— Listed records —
= = = =
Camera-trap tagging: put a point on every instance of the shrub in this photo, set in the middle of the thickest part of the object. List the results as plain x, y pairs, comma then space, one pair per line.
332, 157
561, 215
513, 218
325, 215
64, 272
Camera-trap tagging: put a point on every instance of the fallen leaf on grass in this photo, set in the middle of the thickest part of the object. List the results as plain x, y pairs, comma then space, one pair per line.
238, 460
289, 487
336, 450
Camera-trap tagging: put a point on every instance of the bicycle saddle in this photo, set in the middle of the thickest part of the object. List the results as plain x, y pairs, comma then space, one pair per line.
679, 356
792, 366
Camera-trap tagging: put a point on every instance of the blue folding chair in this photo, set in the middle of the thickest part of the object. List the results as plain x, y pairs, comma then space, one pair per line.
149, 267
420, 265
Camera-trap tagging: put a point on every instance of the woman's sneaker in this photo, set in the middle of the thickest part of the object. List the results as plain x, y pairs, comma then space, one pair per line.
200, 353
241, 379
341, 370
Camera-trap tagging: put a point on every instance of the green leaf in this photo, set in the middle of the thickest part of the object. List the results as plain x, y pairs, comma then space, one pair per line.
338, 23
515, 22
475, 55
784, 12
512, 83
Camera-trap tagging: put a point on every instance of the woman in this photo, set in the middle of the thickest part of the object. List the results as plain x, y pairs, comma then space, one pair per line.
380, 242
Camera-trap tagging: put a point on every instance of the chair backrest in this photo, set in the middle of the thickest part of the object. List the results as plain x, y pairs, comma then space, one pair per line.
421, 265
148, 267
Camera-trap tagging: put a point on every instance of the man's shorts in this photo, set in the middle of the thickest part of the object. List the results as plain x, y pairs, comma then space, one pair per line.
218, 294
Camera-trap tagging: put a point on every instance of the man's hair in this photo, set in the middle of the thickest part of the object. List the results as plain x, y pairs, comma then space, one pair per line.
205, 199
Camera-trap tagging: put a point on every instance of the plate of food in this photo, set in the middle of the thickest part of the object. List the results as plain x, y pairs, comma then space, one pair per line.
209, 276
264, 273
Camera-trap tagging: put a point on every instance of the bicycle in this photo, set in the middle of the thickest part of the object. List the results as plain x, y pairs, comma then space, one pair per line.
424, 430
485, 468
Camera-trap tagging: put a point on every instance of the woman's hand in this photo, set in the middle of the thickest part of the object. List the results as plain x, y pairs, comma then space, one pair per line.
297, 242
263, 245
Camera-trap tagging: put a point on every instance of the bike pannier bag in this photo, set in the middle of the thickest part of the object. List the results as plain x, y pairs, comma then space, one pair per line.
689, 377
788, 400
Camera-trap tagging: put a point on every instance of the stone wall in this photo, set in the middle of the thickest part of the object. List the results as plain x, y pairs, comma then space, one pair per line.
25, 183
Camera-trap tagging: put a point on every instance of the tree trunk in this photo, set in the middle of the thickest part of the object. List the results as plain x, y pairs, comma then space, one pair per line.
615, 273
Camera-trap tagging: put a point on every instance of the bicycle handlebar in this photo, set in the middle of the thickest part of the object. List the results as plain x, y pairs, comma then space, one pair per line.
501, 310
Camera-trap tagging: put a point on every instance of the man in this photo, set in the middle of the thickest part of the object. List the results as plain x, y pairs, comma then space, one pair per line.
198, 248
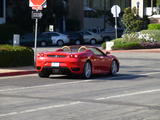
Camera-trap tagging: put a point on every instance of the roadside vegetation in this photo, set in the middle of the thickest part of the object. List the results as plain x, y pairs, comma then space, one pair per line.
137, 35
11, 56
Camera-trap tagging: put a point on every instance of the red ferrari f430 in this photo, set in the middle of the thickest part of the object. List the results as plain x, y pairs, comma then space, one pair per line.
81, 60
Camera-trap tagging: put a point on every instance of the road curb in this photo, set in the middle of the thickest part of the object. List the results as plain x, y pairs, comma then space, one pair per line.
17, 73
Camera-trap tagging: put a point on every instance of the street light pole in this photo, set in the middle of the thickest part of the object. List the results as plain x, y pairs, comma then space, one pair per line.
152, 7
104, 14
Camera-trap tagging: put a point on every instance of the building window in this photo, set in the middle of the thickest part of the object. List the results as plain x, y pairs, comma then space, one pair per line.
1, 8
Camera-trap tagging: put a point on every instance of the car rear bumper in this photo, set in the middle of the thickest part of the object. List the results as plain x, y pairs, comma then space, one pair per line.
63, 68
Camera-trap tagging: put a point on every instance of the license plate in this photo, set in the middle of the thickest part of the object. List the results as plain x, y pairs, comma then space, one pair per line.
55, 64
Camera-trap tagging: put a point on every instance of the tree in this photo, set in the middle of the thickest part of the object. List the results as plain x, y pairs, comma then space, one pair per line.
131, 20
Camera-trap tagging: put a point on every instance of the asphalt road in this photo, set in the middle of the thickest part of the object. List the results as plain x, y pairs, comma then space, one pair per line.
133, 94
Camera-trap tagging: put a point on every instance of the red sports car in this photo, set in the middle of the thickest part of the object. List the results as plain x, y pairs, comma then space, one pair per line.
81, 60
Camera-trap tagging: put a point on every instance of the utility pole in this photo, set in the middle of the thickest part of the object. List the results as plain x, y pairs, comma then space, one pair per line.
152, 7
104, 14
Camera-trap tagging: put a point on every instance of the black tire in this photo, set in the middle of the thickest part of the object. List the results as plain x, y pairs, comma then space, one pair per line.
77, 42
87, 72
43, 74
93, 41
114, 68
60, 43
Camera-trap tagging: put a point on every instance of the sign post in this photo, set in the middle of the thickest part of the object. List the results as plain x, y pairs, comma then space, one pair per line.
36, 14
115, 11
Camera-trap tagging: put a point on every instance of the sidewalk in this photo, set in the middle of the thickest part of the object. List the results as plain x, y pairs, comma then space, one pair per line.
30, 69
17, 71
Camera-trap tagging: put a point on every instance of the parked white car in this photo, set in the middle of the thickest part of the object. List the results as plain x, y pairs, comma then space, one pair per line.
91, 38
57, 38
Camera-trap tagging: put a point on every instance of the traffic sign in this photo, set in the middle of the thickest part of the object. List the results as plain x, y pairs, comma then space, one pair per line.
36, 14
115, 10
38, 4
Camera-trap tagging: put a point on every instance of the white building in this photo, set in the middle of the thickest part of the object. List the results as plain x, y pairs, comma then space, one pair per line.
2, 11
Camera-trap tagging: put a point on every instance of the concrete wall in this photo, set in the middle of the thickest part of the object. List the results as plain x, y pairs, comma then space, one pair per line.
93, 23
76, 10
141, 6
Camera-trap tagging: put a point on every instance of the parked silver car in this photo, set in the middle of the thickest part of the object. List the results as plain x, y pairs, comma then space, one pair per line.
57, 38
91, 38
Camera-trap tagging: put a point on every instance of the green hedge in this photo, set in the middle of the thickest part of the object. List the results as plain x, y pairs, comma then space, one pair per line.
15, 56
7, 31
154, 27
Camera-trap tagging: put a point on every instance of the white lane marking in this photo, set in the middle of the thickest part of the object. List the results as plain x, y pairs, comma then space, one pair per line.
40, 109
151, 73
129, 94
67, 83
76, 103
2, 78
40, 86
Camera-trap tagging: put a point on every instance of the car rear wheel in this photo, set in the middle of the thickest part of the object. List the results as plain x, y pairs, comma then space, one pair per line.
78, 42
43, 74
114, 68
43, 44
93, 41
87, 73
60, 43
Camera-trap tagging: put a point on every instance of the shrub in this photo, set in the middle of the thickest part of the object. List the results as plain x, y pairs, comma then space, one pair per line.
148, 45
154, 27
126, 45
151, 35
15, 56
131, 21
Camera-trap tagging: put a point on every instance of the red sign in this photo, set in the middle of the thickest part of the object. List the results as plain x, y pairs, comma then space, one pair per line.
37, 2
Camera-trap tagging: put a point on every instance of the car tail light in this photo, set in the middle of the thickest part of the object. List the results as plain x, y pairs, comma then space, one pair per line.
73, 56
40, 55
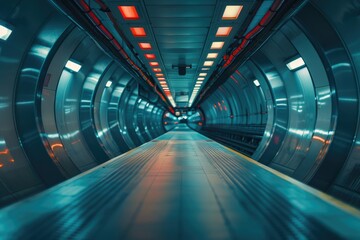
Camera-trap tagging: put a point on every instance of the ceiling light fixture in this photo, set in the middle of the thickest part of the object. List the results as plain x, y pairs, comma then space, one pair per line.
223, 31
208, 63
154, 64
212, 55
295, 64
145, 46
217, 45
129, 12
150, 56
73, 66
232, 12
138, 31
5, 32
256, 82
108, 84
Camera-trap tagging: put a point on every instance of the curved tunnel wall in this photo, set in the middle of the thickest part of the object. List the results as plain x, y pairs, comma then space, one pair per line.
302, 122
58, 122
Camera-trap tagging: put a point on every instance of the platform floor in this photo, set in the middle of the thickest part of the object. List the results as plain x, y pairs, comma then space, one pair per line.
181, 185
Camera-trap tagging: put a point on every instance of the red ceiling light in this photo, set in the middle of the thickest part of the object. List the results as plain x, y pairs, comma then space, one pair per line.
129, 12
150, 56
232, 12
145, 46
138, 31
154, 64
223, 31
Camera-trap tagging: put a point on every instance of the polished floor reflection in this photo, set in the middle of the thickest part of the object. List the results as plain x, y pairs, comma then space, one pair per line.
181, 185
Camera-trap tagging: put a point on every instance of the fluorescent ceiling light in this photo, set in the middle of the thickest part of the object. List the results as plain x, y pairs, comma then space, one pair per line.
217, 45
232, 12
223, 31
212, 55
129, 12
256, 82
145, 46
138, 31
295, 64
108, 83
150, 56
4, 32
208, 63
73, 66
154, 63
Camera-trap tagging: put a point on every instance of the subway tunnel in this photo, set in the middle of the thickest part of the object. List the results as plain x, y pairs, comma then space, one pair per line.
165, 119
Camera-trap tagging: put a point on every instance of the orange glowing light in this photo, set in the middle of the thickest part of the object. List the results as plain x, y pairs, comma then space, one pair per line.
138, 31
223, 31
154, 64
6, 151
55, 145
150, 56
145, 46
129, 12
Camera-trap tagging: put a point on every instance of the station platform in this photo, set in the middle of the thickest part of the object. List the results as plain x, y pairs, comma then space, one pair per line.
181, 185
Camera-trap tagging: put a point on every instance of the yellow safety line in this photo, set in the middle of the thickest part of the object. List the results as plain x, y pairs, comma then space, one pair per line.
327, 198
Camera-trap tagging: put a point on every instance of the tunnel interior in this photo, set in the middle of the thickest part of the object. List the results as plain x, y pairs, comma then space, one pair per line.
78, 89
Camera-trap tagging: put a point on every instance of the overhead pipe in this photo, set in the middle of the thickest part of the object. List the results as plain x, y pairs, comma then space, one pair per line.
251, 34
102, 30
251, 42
= = = =
— Instructions to follow —
Exactly reproduce the lines beginning with the one that contains "of the station" and ending with the last line of the material, both included. Leave out everything else.

— Exercise solution —
Camera-trap tagging: put a point on every instance of the station platform in this photo, set in the middle of the thickest part of the object. List the results as plain x, y pairs, comma then space, one pair per line.
181, 185
Camera-trap tagging: put a point on every instance of the yellow safety line in this photo, set in the middle of the thickest part of the object. List the results as plain x, y pairs, comma then space, one pair per line.
327, 198
Camera-trap tagging: put a point on every instance of the tunnel interior in this photo, set in the middle of the thickest part of the object. List the results as plain x, y pairs, comma then space, one pair per line.
78, 89
Camera-trap tagging: put a point on every instance of the overhead pipe in this photo, set in the middle of the thickest part of the object. List the results as plain x, y pairs, comma then space, one pair per line.
251, 34
102, 30
251, 42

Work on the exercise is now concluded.